- **Text shown**
━━━━━━━━━━━━━━━━━━━━━━━━━━━━━━

# White river Arkansas



## Wreaking Havoc (Dec 1, 2013)

Anyone on this site have any info on the White river in February?


----------



## itchn2fish (Dec 15, 2005)

When I lived there I fished it & The Red River alot in Feb. Great time of the year to fish these rivers. You can easily DIY. Here is a link I just found. They grow them (trout) fat down that way! Did best on light line (4lb test, with ultra light rod) & "swimming" small, white jigs, but other presentations did real well too! Best of luck to you & enjoy the Southern hospitality.
http://www.whiteriver.net/trimbles/shadkill.htm


----------



## itchn2fish (Dec 15, 2005)

I hope that you go/went to fish here. If you like catching super-plump, ungodly large trout, this is a great place to fish for Brownies & Rainbows, and you can't beat the Southern Hospitality or the beautiful scenery!


----------



## Wreaking Havoc (Dec 1, 2013)

itchn2fish said:


> I hope that you go/went to fish here. If you like catching super-plump, ungodly large trout, this is a great place to fish for Brownies & Rainbows, and you can't beat the Southern Hospitality or the beautiful scenery!


We just got back and yes we did very well. I will be going back next February. The fishing is unreal. We even hooked two striper bass.


----------



## itchn2fish (Dec 15, 2005)

Wreaking Havoc said:


> We just got back and yes we did very well. I will be going back next February. The fishing is unreal. We even hooked two striper bass.


 Very cool I really miss this area; the scenery, wildlife & and the super-friendly people.


----------



## Shoeman (Aug 26, 2000)

Wreaking Havoc said:


> We just got back and yes we did very well. I will be going back next February. The fishing is unreal. We even hooked two striper bass.


You should try it during the Summer. The dry flyfishing is stupid!


----------



## Wreaking Havoc (Dec 1, 2013)

Shoeman said:


> You should try it during the Summer. The dry flyfishing is stupid!


Better than Michigan? I thought it was extremely good fishing but not as good a mi


----------



## Shoeman (Aug 26, 2000)

Wreaking Havoc said:


> Better than Michigan? I thought it was extremely good fishing but not as good a mi


My last trip (one of many), I taught myself the stretch between Cotter and Rim Shoals. It's somewhat slower and filled with huge boulders. I must have caught 40+ fish a day between 14" and 20" . All on dries.


----------



## Wreaking Havoc (Dec 1, 2013)

Shoeman said:


> My last trip (one of many), I taught myself the stretch between Cotter and Rim Shoals. It's somewhat slower and filled with huge boulders. I must have caught 40+ fish a day between 14" and 20" . All on dries.


That is good fishing! Did you feel that there was a possibility of a true trophy fish?


----------



## Shoeman (Aug 26, 2000)

Sure, many live under the trout docks and eat carcasses. Had 3 break me off, before finally landing one of the smaller ones. I think it was just shy of 25". The bigger ones were in the 7-10 pound range. I figured that out on the last day and haven't been back


----------



## frenchriver1 (Jul 5, 2005)

Great fishery!!!


----------



## itchn2fish (Dec 15, 2005)

frenchriver1 said:


> Great fishery!!!


I need to get there again soon!


----------

━━━━━━━━━━━━━━━━━━━━━━━━━━━━━━

- **Exercise data**
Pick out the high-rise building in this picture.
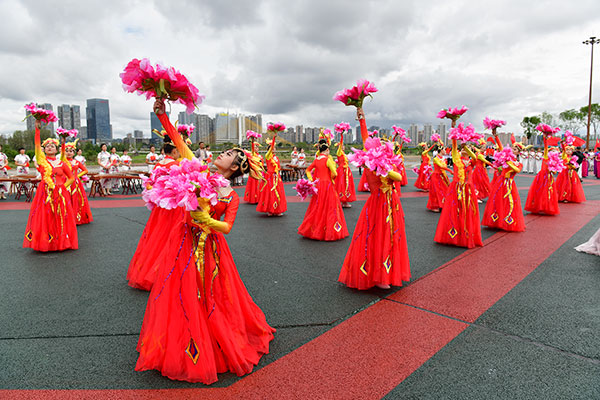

━━━━━━━━━━━━━━━━━━━━━━━━━━━━━━

- **Task goal**
Answer these questions about the White River fishing thread:
(a) What line strength did itchn2fish say worked best?
(b) Which stretch of river did Shoeman teach himself on his last trip?
(c) How many striper bass did Wreaking Havoc say they hooked?
The data comes from a separate source, not from the fishing thread.

- **Task response**
(a) 4lb test, used with an ultra light rod.
(b) The stretch between Cotter and Rim Shoals.
(c) Two.